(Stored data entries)
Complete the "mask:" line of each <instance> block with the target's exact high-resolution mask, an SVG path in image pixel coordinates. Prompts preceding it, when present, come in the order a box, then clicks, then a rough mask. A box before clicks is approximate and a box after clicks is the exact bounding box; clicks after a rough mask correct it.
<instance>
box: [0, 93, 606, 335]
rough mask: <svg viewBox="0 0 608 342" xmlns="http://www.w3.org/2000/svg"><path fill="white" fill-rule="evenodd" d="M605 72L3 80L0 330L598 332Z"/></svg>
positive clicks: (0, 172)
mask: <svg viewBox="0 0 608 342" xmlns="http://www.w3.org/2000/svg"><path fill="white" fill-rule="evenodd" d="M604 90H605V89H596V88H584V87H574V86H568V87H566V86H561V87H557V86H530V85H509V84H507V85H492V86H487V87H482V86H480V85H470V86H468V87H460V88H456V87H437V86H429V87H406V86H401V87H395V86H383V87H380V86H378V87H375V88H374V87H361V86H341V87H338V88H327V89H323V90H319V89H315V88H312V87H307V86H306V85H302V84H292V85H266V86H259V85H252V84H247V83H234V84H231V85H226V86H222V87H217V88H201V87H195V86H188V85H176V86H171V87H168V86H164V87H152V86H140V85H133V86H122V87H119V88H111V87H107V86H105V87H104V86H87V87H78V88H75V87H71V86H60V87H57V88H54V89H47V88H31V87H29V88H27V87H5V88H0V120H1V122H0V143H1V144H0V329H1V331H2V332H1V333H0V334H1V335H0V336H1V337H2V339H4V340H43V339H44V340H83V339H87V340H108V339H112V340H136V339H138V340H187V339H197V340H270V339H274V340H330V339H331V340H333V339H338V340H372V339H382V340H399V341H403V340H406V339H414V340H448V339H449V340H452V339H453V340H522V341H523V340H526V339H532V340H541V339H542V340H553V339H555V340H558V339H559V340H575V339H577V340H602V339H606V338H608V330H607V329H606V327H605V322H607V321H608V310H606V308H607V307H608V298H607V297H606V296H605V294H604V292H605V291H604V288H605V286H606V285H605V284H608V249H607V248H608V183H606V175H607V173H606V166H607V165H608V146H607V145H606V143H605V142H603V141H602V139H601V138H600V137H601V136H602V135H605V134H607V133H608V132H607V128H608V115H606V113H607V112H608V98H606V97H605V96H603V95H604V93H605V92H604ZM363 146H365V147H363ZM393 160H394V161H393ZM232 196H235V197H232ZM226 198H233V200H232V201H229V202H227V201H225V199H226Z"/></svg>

● Task objective
Convert the rows above into a JSON list of strings with one string per line, leaving out blank lines.

● Written solution
[
  "Complete the \"mask:\" line of each <instance> block with the target's exact high-resolution mask, an SVG path in image pixel coordinates. Prompts preceding it, when present, come in the order a box, then clicks, then a rough mask. A box before clicks is approximate and a box after clicks is the exact bounding box; clicks after a rough mask correct it.",
  "<instance>",
  "box: [0, 93, 606, 335]",
  "rough mask: <svg viewBox=\"0 0 608 342\" xmlns=\"http://www.w3.org/2000/svg\"><path fill=\"white\" fill-rule=\"evenodd\" d=\"M605 72L3 80L0 330L598 332Z\"/></svg>",
  "positive clicks: (0, 172)",
  "mask: <svg viewBox=\"0 0 608 342\" xmlns=\"http://www.w3.org/2000/svg\"><path fill=\"white\" fill-rule=\"evenodd\" d=\"M604 90H605V89H596V88H584V87H574V86H568V87H566V86H561V87H557V86H530V85H509V84H507V85H492V86H487V87H482V86H480V85H470V86H468V87H460V88H456V87H437V86H429V87H406V86H401V87H395V86H383V87H380V86H378V87H375V88H374V87H361V86H341V87H338V88H327V89H323V90H319V89H315V88H312V87H307V86H306V85H302V84H292V85H266V86H259V85H252V84H247V83H234V84H231V85H226V86H222V87H217V88H201V87H195V86H188V85H176V86H171V87H168V86H164V87H152V86H140V85H133V86H122V87H119V88H111V87H107V86H105V87H104V86H87V87H78V88H75V87H71V86H60V87H57V88H54V89H47V88H31V87H29V88H27V87H5V88H0V120H1V122H0V143H1V144H0V329H1V331H2V332H1V333H0V334H1V335H0V336H1V337H2V339H4V340H43V339H44V340H83V339H87V340H108V339H112V340H136V339H138V340H187V339H197V340H270V339H274V340H330V339H331V340H333V339H338V340H372V339H382V340H399V341H403V340H406V339H414V340H448V339H449V340H452V339H453V340H522V341H523V340H526V339H532V340H541V339H542V340H553V339H555V340H558V339H559V340H575V339H577V340H602V339H606V338H608V330H607V329H606V327H605V322H607V321H608V310H606V308H607V307H608V298H607V297H606V296H605V294H604V292H605V291H604V288H605V286H606V285H605V284H608V249H607V248H608V183H606V175H607V173H606V166H607V165H608V146H607V145H606V143H605V142H603V141H602V139H601V138H600V137H601V136H602V135H605V134H607V133H608V132H607V128H608V115H606V113H607V112H608V98H606V97H605V96H603V95H604V93H605V92H604ZM363 146H365V147H363ZM393 160H394V161H393ZM232 196H235V197H232ZM226 198H233V200H232V201H229V202H227V201H225V199H226Z\"/></svg>"
]